▶ [Written problem]: Write out, word for word, every line from the one containing "Objective — one point per instance of the person" through the last line of the records below, both ends included.

▶ [Dataset records]:
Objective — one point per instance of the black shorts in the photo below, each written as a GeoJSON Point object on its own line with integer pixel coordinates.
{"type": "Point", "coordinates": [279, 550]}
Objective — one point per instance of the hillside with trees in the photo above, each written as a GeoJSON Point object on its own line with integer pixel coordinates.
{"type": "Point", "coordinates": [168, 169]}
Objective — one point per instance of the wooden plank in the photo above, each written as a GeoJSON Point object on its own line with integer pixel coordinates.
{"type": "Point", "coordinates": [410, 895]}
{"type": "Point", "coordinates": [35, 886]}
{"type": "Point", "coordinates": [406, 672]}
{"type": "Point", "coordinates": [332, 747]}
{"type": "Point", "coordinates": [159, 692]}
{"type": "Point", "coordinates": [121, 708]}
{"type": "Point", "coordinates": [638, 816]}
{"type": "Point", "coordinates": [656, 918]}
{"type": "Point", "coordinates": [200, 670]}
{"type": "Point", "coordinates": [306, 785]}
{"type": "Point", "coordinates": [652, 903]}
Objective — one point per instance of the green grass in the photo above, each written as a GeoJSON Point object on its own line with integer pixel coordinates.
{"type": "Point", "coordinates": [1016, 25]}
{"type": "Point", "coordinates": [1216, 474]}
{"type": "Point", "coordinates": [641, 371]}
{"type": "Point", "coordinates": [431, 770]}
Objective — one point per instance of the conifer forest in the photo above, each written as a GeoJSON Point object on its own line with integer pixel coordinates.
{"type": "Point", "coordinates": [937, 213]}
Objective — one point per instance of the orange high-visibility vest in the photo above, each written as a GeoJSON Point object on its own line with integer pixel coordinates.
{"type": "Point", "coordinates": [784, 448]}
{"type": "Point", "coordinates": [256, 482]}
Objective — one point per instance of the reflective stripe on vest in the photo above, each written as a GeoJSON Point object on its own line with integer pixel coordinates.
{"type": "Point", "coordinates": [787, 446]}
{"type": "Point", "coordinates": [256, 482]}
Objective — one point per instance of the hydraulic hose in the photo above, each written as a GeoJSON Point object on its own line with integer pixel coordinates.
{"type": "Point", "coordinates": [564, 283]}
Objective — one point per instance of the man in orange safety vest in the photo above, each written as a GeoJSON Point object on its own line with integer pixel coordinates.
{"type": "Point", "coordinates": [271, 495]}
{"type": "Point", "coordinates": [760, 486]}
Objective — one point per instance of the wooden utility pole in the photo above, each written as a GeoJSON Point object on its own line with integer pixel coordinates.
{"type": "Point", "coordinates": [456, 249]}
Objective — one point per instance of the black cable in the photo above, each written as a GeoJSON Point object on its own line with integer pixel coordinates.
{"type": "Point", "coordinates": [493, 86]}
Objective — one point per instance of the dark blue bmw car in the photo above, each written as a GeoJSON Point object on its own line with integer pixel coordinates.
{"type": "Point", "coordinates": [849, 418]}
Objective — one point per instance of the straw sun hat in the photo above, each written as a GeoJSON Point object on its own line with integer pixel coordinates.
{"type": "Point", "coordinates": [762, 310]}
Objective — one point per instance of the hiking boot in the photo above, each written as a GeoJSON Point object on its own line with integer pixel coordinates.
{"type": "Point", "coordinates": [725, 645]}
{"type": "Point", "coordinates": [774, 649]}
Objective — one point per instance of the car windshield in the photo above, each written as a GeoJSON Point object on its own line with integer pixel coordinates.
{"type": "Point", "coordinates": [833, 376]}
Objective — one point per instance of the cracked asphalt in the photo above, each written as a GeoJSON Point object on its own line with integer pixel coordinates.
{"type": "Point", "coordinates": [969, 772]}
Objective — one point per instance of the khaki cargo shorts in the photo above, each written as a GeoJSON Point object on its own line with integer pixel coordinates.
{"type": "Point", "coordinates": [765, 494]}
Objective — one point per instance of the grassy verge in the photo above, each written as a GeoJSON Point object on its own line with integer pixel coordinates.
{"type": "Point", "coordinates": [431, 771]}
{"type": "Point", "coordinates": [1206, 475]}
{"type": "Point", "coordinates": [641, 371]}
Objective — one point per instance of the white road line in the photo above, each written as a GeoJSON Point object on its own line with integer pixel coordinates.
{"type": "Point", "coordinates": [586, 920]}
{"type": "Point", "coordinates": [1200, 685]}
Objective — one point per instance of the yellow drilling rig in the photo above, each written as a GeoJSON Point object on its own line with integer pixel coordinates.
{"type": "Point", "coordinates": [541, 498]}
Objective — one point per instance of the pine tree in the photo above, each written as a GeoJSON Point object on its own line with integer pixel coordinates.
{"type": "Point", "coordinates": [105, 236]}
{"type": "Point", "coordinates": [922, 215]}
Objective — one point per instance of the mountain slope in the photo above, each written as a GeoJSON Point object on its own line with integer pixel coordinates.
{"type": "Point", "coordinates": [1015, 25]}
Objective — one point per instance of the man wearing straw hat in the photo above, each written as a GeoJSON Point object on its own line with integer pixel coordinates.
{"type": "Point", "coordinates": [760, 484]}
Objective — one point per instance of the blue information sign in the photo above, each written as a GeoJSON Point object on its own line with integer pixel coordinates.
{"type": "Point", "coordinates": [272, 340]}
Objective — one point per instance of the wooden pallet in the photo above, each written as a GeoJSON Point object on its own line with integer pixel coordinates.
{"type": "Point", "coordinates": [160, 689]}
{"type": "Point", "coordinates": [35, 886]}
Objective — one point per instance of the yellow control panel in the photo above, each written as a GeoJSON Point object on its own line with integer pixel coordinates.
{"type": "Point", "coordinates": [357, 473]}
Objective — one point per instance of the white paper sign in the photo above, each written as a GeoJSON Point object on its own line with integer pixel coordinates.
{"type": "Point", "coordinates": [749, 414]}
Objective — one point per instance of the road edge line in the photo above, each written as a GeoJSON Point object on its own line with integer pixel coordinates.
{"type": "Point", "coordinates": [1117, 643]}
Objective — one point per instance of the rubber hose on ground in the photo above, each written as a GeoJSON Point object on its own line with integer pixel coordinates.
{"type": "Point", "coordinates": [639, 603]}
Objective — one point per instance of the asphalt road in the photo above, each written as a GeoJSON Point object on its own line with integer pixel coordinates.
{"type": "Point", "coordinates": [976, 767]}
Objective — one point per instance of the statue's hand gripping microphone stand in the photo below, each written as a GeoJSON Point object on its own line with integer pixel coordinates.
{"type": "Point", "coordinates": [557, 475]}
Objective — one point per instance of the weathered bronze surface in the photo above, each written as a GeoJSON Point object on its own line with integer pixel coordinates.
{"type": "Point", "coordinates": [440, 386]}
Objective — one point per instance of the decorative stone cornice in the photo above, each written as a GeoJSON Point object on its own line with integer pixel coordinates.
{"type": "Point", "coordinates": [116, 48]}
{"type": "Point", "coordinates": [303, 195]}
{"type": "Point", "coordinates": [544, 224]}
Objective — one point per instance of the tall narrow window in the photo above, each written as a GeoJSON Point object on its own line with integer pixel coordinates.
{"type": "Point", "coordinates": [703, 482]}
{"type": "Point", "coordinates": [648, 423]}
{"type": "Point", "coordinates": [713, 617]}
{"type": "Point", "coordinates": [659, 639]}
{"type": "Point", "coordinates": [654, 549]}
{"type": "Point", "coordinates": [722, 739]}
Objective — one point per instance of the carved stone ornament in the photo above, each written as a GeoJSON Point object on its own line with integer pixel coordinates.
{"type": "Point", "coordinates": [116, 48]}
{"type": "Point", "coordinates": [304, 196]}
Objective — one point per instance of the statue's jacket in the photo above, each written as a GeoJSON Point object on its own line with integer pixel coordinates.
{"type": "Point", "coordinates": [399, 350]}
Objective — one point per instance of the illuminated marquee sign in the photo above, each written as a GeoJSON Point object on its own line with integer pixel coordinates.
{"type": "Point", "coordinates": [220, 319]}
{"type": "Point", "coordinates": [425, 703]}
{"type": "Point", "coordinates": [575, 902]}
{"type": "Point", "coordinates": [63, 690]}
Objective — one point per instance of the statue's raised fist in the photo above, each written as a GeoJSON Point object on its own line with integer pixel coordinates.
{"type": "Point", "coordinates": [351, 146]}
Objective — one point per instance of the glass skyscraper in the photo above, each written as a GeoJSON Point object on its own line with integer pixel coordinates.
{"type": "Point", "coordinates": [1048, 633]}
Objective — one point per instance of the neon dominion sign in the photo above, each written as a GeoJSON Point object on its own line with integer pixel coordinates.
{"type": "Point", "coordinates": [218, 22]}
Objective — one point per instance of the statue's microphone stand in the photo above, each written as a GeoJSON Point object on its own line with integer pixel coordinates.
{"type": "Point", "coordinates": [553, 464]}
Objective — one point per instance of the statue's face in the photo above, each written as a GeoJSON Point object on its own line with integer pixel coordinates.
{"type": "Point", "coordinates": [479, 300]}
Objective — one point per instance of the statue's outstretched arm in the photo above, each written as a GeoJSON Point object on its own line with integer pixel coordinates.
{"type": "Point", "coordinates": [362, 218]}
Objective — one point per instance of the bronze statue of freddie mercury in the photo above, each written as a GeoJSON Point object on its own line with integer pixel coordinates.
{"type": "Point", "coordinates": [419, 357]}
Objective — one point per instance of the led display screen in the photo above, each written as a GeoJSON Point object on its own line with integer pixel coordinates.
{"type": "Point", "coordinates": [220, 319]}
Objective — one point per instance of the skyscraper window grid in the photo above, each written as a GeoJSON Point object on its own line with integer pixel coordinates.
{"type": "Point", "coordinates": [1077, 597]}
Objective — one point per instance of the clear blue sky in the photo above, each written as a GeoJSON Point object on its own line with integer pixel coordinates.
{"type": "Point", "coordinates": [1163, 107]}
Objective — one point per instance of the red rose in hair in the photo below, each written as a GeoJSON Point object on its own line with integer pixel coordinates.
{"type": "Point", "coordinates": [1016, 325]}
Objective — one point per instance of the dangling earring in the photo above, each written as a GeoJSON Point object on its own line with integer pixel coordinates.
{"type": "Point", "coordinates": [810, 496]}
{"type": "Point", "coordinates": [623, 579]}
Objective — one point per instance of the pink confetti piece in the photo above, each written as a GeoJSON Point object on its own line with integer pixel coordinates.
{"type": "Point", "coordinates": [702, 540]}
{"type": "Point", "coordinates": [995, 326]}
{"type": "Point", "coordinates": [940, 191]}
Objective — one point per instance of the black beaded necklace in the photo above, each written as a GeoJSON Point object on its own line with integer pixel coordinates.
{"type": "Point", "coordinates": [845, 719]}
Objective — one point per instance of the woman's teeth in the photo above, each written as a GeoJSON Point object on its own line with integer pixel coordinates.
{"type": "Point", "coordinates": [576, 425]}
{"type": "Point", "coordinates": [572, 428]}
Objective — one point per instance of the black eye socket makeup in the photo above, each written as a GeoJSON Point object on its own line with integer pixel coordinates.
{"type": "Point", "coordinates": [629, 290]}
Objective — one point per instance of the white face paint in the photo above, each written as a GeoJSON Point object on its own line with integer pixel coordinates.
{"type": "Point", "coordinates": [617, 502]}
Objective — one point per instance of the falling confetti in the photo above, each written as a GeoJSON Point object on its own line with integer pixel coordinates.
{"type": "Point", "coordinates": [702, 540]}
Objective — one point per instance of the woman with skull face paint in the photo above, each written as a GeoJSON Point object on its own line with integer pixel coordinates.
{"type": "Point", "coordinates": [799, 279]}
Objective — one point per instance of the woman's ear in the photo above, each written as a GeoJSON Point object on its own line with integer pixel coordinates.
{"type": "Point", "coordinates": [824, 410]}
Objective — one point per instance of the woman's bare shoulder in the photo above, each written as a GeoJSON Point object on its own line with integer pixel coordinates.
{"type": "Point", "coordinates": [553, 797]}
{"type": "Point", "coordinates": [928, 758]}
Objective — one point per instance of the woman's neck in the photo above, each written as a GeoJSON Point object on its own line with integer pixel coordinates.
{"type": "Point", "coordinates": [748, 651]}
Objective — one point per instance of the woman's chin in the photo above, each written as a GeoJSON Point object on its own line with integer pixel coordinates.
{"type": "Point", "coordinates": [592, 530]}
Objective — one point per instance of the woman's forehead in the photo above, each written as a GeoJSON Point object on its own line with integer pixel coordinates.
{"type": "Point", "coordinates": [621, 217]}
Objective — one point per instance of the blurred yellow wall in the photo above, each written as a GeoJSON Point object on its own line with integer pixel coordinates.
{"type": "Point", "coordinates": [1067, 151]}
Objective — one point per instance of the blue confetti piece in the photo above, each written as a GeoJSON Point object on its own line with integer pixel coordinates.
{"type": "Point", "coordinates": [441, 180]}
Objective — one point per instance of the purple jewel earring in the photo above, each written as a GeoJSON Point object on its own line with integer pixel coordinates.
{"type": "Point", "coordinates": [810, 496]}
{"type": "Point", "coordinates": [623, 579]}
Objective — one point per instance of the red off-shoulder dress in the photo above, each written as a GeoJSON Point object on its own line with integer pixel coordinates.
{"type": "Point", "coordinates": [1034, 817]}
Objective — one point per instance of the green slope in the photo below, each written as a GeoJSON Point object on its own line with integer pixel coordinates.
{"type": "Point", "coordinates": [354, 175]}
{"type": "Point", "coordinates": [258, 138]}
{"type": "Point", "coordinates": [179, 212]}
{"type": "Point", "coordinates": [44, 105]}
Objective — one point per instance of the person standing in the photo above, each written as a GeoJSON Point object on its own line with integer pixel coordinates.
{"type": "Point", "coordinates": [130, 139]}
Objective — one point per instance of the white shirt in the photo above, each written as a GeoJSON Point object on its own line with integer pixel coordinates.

▶ [Full answer]:
Objective — one point per instance of the person standing in the photo above, each written as a GeoJSON Point object on its own line with integer pixel coordinates.
{"type": "Point", "coordinates": [130, 139]}
Objective — one point per instance of the white shirt in the photo above, each written as a GeoJSON Point object on its own line with integer pixel coordinates.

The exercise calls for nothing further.